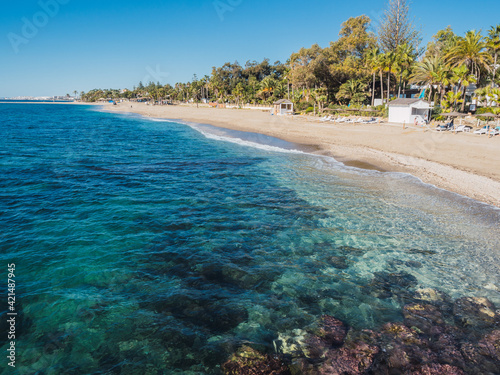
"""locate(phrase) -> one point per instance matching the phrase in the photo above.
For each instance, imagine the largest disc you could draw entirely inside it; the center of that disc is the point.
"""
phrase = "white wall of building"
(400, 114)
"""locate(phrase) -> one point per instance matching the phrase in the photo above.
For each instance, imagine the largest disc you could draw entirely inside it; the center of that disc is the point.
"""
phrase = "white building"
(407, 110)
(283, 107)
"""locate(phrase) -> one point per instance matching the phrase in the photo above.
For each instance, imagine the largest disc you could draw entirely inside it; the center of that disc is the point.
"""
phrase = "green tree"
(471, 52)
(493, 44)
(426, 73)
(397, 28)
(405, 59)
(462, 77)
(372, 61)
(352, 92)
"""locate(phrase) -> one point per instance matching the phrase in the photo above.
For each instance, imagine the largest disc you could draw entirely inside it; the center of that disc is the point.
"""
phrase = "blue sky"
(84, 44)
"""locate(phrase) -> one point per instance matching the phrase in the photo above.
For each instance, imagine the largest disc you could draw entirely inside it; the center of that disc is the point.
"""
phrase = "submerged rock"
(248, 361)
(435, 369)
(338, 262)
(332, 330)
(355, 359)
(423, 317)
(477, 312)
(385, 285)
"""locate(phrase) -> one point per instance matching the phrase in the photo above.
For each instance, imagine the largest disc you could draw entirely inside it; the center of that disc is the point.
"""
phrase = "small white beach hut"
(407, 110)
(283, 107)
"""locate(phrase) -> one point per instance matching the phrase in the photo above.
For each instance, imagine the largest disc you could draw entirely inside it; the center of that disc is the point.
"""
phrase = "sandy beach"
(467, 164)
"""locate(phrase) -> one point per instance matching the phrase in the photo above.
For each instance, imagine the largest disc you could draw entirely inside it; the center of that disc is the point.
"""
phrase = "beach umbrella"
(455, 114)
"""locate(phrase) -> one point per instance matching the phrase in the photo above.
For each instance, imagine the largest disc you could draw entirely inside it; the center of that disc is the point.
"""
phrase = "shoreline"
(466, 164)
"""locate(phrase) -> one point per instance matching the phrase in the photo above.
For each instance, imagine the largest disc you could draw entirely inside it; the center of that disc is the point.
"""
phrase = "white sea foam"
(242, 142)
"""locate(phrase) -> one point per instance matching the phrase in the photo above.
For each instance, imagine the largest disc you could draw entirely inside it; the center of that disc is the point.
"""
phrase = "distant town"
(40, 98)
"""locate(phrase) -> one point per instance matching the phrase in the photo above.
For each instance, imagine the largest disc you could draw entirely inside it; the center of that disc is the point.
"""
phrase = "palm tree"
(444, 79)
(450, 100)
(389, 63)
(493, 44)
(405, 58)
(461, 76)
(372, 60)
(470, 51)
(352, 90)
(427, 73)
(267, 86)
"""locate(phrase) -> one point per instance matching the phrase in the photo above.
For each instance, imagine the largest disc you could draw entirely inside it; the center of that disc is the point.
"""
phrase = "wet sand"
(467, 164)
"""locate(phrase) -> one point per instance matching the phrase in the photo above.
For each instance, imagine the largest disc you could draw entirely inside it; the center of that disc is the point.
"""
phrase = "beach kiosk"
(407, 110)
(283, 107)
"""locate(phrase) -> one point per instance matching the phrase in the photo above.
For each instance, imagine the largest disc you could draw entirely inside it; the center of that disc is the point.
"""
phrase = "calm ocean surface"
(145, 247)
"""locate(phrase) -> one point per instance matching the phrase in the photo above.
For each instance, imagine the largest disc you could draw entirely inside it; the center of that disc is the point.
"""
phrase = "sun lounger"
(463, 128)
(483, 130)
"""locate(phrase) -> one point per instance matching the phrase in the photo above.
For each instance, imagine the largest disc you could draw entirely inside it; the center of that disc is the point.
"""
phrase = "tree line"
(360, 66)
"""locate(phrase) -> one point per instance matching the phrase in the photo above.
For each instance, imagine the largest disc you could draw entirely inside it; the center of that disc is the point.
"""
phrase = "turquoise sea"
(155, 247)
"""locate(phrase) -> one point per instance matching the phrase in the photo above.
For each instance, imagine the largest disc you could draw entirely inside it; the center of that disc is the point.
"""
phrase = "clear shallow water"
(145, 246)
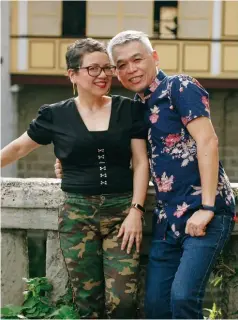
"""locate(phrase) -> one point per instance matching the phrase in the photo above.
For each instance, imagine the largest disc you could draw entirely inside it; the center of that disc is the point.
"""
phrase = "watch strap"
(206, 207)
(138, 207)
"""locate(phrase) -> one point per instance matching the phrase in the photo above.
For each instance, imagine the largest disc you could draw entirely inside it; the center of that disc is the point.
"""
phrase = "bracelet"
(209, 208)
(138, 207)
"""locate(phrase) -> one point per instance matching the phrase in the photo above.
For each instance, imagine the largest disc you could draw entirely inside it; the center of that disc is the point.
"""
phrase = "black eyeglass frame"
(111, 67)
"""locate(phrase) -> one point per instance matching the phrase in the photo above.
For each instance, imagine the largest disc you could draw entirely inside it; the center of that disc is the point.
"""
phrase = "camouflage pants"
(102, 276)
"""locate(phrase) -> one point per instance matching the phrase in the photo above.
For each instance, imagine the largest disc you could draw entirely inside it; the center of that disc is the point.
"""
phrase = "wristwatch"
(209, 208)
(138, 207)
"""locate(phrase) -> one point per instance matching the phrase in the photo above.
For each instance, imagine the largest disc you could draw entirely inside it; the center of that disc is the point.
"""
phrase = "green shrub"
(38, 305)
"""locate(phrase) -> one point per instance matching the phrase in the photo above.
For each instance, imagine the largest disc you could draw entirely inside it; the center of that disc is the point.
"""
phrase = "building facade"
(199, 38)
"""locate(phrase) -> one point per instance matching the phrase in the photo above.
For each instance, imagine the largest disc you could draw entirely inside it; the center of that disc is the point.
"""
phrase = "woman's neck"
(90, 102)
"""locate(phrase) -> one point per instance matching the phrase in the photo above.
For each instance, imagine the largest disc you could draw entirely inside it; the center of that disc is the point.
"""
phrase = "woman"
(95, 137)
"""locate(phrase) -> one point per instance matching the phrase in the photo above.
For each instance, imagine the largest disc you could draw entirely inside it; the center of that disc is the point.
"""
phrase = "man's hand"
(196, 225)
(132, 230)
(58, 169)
------------------------------------------------
TASK REQUIREMENTS: Leave the pictures out and reproduce each record exactly as written.

ANSWER TO THIS PROBLEM:
"""locate(phrase) -> one point per instance matching the phrase in the photo above.
For each instance, imagine the largest disc you could draw entirely inside it; the center of that disc is the point.
"""
phrase = "white wall of building"
(400, 114)
"""locate(phrase) -> one point per instance matching the phrase in the photo above.
For each instance, imagine the largest disc you could draw entirely inside it; the center of that disc is the point.
"""
phrase = "white building"
(407, 110)
(283, 107)
"""locate(phrase) -> one point per instance matching the phrase in the photo above.
For each instance, imagine the largest disc you could draw entirely inside it; the center of that disc is the point.
"""
phrase = "green tree"
(471, 52)
(493, 44)
(426, 73)
(397, 28)
(405, 59)
(462, 77)
(372, 61)
(352, 92)
"""locate(phrase) -> one point per instance matching the phrase in the photo above.
For each instance, imagine the largest disc you could draw entirely inside it; the center of that disc is the point.
"""
phrase = "blue sky"
(84, 44)
"""locate(phrase) -> one point per instance matching the phrase in the photo above.
For each instance, imagine the largest disc you could draw entirely inside it; the center of that disc is the point.
"""
phrase = "submerged rock"
(248, 361)
(435, 369)
(338, 262)
(332, 330)
(355, 359)
(423, 317)
(477, 312)
(385, 285)
"""locate(phrase) -> one point per instance matching the phrase in the photo above.
For each instance, imagine the largest disc you could draw entirely inside it; the center of that disc is the point.
"""
phrase = "small white beach hut"
(407, 110)
(283, 107)
"""locate(phrase) -> one point per instance matching the phrase in the photo above.
For each instance, imagine the largest disc you could draw entirely inside it; the center of that disc is the point.
"""
phrase = "sandy beach"
(467, 164)
"""locate(phrase) -> one point per instance matching the phrase in the photo above.
For each instance, imagine the largest disc you could draw entirely inside it; the center of that disc is the point.
"""
phrase = "beach umbrella"
(455, 114)
"""locate(phrase) -> one point per instance matching the phrase in the photo above.
For each instance, imagine the largest disc you could draw entirely inside it; the center of that disc is the point.
"""
phrase = "shoreline"
(466, 164)
"""locate(phrase) -> one point per instance matching the phrase in the photo above.
For each instance, imagine the largest disc you could draw entirely inside it; the center of that disc is the point.
"""
phrase = "white sea foam"
(242, 142)
"""locate(phrase) -> one point per instance matching the phrase in the photo above.
For each instance, imagine the largest disc you could draw entirely inside it; the center of that disc is the point.
"""
phrase = "distant town"
(40, 98)
"""locate(phrase) -> one point per instance matching the phrase in the photo above.
For each instance, imagine the largest disc you could draw entirely inside it; the center of that disc is the point.
"""
phrase = "palm tree"
(444, 79)
(450, 100)
(389, 63)
(493, 44)
(405, 58)
(461, 76)
(372, 60)
(470, 51)
(352, 90)
(427, 73)
(267, 86)
"""locate(phrase) -> one point per instance matching the phrase in the photo above.
For each instance, imagine the largest disc you could draw entirely inside it; the center of that disc is the point.
"""
phrase = "wet sand"
(467, 164)
"""locate(phrase) -> one point per instance matching the phrase in the photo above.
For each instance, imagine the largest disc you could draw entirely inside it; the center of that disc is the point.
"""
phrase = "beach kiosk"
(407, 110)
(283, 107)
"""locate(phrase) -> one point per instance matching the phrase in the photo above.
For each instance, imagine the largest disc you could draw entirely inside it; the center of that disc is the point.
"""
phrase = "calm ocean surface"
(145, 247)
"""locate(phrase) -> one point per instance matching the phrase in the photo above.
For each instance, imagine the largest disc you could draw entirely inside it; the center of that disc is the point.
"""
phrase = "sun lounger"
(463, 128)
(483, 130)
"""locate(phrase) -> one point per instance matching the phrase in the photo above.
For each instance, imagine the largest disc you could draw entirely inside it; the center of that disc is the point.
"""
phrase = "tree line"
(360, 66)
"""locate(phrase) -> one point per instance matching the phrase in the photo above.
For each instance, imagine the largest disc you could draw entirely inside it; the center of that disc is the point.
"""
phrase = "turquoise sea"
(155, 247)
"""locate(phrase) -> one point per instance matching the phrase in the photo above.
For each instance, imagine the largest disc you could draw entirely inside it; the center of that disc is the point.
"""
phrase = "clear shallow water"
(145, 246)
"""locate(phrase) -> one point per instance matching the phrase in the photo above.
For each instance, imagine the largest disc you could draw entirely inside it; the center of that disc is the point.
"""
phrase = "watch strap"
(206, 207)
(138, 207)
"""locate(phrase) -> one point per instance matching the phrase in the photo above.
For each instance, imagine the largest disc you could draw entirely inside it; the center of that disc is the point.
"""
phrase = "bracelet"
(209, 208)
(138, 207)
"""locate(phrase) -> one point per instance matching the phrase in the photo above.
For each instance, imagine the largest disc you could draw entirely inside it; the center of that disc is the point.
"""
phrase = "black eyeglass frame"
(111, 67)
"""locate(phrase) -> one point per instance matching the phrase in the photo above.
For each instance, imagine the largest disc you could draw entirely inside it; the center of that disc is the point.
"""
phrase = "camouflage pants"
(102, 276)
"""locate(phrase) -> one point per instance matching the phrase in the photo above.
For each instance, imagine the largest disc you could draw entirely inside it; the center of that disc is the point.
"""
phrase = "wristwatch"
(209, 208)
(138, 207)
"""locate(phrase) -> one point per instance matching the phrase in the photo above.
For each instance, imagine the largest disc you could draw entirely inside it; the center of that disc is the point.
"""
phrase = "green shrub"
(38, 305)
"""locate(phrase) -> one point per instance matching the phrase in the photo above.
For each instance, imagine the largest disc you could draw entirely inside it; the center of that disc is the point.
"""
phrase = "building facade"
(199, 38)
"""locate(phrase) -> one point per instance matching the phrase in the photo above.
For each instance, imagine the largest disc you could draw entirely inside it; the center of that disc is the point.
"""
phrase = "woman's neck"
(90, 102)
"""locate(phrase) -> one point per instance matching the phrase in the photo above.
For each instance, imagine the largest disc you could draw entirely inside it; the center of that disc is the point.
"""
phrase = "woman"
(95, 137)
"""locate(phrase) -> one point per instance matching the phrase in the photo above.
For each instance, imagine the largest disc you could draw entirely inside it; the center of that disc is the point.
"""
phrase = "man's hand"
(196, 225)
(132, 230)
(58, 169)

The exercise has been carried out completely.